**Material provided**
--- Start ---
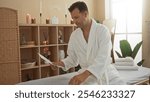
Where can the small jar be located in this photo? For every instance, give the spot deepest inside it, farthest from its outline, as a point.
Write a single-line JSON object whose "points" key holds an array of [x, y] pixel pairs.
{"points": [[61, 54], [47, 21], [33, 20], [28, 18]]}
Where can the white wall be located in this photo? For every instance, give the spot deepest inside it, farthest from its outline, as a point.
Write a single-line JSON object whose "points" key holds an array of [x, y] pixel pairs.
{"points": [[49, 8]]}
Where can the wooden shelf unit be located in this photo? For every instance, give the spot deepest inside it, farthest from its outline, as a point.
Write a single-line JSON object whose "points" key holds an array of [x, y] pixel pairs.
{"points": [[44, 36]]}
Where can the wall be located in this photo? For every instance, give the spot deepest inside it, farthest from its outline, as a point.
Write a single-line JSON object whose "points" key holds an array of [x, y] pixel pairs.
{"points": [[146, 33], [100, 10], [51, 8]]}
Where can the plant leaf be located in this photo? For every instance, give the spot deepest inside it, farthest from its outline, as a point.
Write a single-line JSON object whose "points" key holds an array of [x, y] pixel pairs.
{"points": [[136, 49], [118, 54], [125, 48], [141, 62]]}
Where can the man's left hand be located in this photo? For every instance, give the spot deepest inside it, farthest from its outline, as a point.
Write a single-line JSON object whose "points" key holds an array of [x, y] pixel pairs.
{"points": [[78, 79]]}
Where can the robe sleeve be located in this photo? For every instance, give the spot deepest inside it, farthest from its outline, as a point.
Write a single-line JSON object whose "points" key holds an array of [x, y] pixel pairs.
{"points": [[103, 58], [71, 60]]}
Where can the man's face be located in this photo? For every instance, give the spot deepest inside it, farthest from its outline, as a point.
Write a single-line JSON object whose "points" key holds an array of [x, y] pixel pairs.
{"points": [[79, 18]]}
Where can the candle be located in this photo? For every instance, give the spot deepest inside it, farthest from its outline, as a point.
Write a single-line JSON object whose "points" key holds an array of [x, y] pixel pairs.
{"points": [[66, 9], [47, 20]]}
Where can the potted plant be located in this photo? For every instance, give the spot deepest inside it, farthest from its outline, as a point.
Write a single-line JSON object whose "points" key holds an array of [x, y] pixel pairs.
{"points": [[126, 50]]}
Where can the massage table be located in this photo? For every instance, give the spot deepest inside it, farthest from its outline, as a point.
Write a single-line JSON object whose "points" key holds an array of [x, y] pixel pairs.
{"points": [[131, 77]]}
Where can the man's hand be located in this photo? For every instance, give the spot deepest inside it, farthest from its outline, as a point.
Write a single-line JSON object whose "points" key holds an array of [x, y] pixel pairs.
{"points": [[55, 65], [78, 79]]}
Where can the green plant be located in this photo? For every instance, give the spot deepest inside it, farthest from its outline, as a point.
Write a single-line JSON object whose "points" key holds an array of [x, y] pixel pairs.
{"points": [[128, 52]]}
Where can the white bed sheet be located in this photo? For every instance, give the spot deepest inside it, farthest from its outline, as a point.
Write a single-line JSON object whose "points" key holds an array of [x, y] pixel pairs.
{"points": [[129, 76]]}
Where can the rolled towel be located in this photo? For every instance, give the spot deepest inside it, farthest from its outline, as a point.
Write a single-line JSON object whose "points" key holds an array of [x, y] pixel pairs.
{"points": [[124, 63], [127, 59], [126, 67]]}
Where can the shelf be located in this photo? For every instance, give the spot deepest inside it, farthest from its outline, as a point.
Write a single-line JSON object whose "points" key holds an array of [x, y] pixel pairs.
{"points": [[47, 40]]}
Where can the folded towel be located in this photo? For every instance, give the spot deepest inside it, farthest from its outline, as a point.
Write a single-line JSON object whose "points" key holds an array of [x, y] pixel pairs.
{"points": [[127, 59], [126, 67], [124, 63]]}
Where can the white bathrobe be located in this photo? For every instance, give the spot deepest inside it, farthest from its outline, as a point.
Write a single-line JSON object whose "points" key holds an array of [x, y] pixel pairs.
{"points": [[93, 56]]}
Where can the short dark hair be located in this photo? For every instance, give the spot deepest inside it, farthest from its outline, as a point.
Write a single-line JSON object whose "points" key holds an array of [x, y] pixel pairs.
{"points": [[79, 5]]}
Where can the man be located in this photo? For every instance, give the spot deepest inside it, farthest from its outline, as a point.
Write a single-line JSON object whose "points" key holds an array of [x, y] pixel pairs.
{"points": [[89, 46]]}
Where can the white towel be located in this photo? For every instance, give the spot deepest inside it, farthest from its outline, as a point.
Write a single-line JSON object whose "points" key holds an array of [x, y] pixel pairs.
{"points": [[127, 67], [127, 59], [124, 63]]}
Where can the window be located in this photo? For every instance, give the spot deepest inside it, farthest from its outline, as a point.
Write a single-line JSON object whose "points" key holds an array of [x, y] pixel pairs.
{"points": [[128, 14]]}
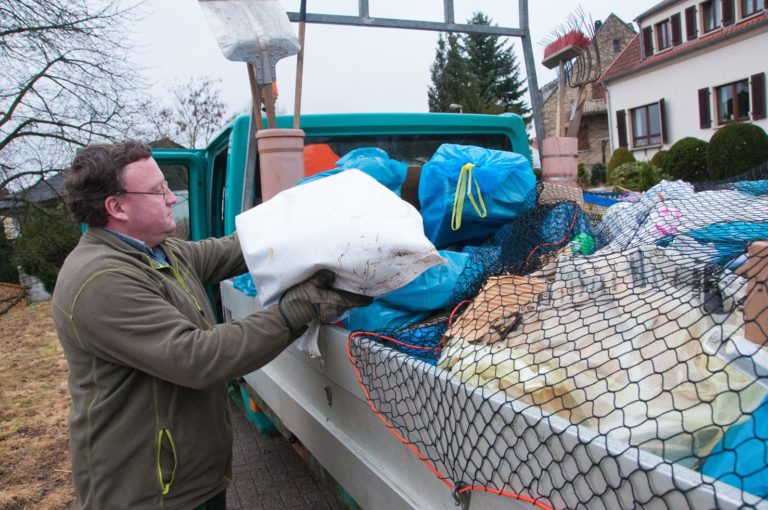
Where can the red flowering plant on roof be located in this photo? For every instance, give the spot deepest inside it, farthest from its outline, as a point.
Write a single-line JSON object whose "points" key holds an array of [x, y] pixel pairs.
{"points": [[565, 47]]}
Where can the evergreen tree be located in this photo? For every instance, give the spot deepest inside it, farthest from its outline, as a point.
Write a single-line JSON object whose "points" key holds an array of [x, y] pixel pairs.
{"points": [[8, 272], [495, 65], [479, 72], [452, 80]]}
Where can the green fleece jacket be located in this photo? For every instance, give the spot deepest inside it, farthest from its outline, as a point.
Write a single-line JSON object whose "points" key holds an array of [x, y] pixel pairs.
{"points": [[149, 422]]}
--- End ---
Render every line of the entries above as a Markdown table with the columns "No." and "Text", numbering the rows in order. Skip blank lines and leave the pictures out.

**Problem solution**
| No. | Text |
|---|---|
| 1 | Where can the small jar be located in this photo? For every instance, give the spot deepest inside it, farthest from its outline, as a point. |
| 2 | Write a single-line JSON object whose "points" key holds an array of [x, y] pixel pairs. |
| 3 | {"points": [[61, 54], [47, 21], [33, 20], [28, 18]]} |
| 4 | Where can the white wall be located in this photo? For every instance, give the spot deepest inside it, farthest from its outline, as a point. |
| 5 | Write a single-line JSON object whose "points" key holds an array of [x, y] pixel pairs. |
| 6 | {"points": [[49, 8]]} |
| 7 | Where can the wooden shelf unit be located in this photo? For every instance, give the spot deepest inside it, farthest from its outline, as a point. |
| 8 | Write a single-line JSON object whose "points" key holds an array of [x, y] pixel pairs. |
| 9 | {"points": [[44, 36]]} |
| 10 | Where can the wall be located in this photo? For every instance, give the spot deepest inside it, farthest from its outline, as a point. |
| 11 | Write a single-line JSON object whose "points" key holds an array of [x, y] pixel pairs. |
| 12 | {"points": [[146, 33], [100, 10], [51, 8]]} |
| 13 | Where can the plant leaf be located in this photo? For every instance, give the spot deepest inside it, farthest from its outline, as a point. |
| 14 | Write a single-line JSON object whose "points" key holds an array of [x, y] pixel pairs. |
| 15 | {"points": [[136, 49], [118, 54], [125, 48], [141, 62]]} |
| 16 | Where can the man's left hand be located in this photo? For every instance, give the spot deepest inside it, farthest from its outline, as a point. |
| 17 | Write a single-line JSON object whose "points" key holds an array of [x, y] pixel pairs. |
| 18 | {"points": [[78, 79]]} |
| 19 | Where can the robe sleeve be located in this photo? For every instance, give the spot deepest inside it, farthest from its outline, as a point. |
| 20 | Write a single-line JSON object whose "points" key holds an array of [x, y] pixel pairs. |
| 21 | {"points": [[103, 58], [71, 60]]} |
| 22 | Where can the man's face be located in this photo? For every instance, give the spot deepest inside it, farthest from its outline, as a point. |
| 23 | Write a single-line JSON object whose "points" key holds an array of [x, y] pixel pairs. |
| 24 | {"points": [[79, 18]]} |
| 25 | Where can the candle be located in this photo? For every instance, give the spot deepest inside it, farthest from its outline, as a point. |
| 26 | Write a single-line JSON object whose "points" key holds an array of [x, y] pixel pairs. |
| 27 | {"points": [[66, 9], [47, 20]]} |
| 28 | Where can the potted plant be located in this photo? For every instance, give the spot deepest inside it, farthest from its outline, as a point. |
| 29 | Write a single-line JSON object whose "points" key holds an array of [x, y] pixel pairs. |
| 30 | {"points": [[126, 50]]} |
| 31 | Where can the massage table be located in this photo? For every instance, give the spot deepest inside it, farthest from its outline, as a point. |
| 32 | Write a single-line JSON object whose "points" key holds an array of [x, y] pixel pairs. |
| 33 | {"points": [[131, 77]]} |
| 34 | Where can the man's hand be located in this photo? For every instance, give the spot deepest inside it, farthest from its outline, as a point. |
| 35 | Write a single-line JSON object whose "points" key holds an array of [x, y] pixel pairs. |
| 36 | {"points": [[55, 65], [78, 79]]} |
| 37 | Where can the green plant be located in this photo? For every instance, give the spot deepest inside it, farthest from its outline, as a point. |
| 38 | Write a single-line JSON object whose "points" key holds an array of [x, y] pixel pairs. |
| 39 | {"points": [[128, 52]]} |
| 40 | Where can the white bed sheet be located in this photo? For every instance, give the spot deepest inside it, farthest from its outline, as a point. |
| 41 | Write a single-line JSON object whose "points" key holds an array of [x, y] pixel pairs. |
| 42 | {"points": [[129, 76]]} |
| 43 | Where can the rolled towel be located in this photo? For every instance, give the spot deepest inside it, farthest from its outline, as a point. |
| 44 | Write a single-line JSON object whose "points" key holds an array of [x, y] pixel pairs. |
| 45 | {"points": [[124, 63], [127, 59], [126, 67]]} |
| 46 | Where can the shelf be located in this photo? For every instance, give the spot deepest inside it, farthest from its outline, as a point. |
| 47 | Write a single-line JSON object whose "points" key holds an array of [x, y] pixel pairs. |
| 48 | {"points": [[47, 40]]} |
| 49 | Where can the folded towel be located in this photo? For every instance, give the spot deepest inside it, farthest from its outline, as a point. |
| 50 | Write a single-line JSON object whose "points" key holds an array of [x, y] pixel pairs. |
| 51 | {"points": [[127, 59], [126, 67], [124, 63]]} |
| 52 | Where can the white bathrobe be located in this photo? For every instance, give the spot deepest inside it, farthest from its outline, as a point. |
| 53 | Write a single-line JSON object whose "points" key holds an array of [x, y] pixel pairs. |
| 54 | {"points": [[93, 56]]} |
| 55 | Where can the short dark hair be located in this photo? For every instance, give the spot deepest inside it, farthest from its outline, as a point. |
| 56 | Write a single-line JSON object whose "points" key holds an array of [x, y] pixel pairs. |
| 57 | {"points": [[79, 5]]} |
| 58 | Where can the man be located in this photo? For every instance, give the spot deepest inside it, farthest from its outline, as a point. |
| 59 | Write a single-line JSON object whose "points" key holds an array of [x, y] pixel pairs. |
| 60 | {"points": [[89, 46]]} |
| 61 | Where can the white towel be located in this photo? For every instance, give the spot deepest inside it, farthest from its outline, as a point. |
| 62 | Write a single-line JSON object whose "points" key holds an array of [x, y] pixel pairs. |
| 63 | {"points": [[127, 67], [127, 59], [124, 63]]} |
| 64 | Where can the window be located in this photo? For every instance, give the spot deepest inside it, farthest from its outline, as a point. |
| 65 | Write a single-line JSON object whose "points" key holds an array of [x, y] pixel pairs. |
| 66 | {"points": [[128, 14]]} |
| 67 | Where can the red flowering plant on roof be located in this photo? For every instance, give the spot deepest inside it, farthest from its outline, as a point. |
| 68 | Write a single-line JSON object whose "points" key holds an array of [x, y] pixel pairs. |
| 69 | {"points": [[565, 47]]} |
| 70 | Where can the evergreen tree be located in this photo? For every instance, give the spot deepest inside it, farthest from its outline, as a point. |
| 71 | Write a single-line JSON object whose "points" key holds an array of [x, y] pixel pairs. |
| 72 | {"points": [[8, 272], [495, 65], [479, 72], [452, 80]]} |
| 73 | Where can the green fleece jacket be located in this photo? For every instance, give the spot deepest inside it, farthest from its outline, as a point. |
| 74 | Write a single-line JSON object whose "points" key holds an array of [x, y] pixel pairs. |
| 75 | {"points": [[149, 422]]} |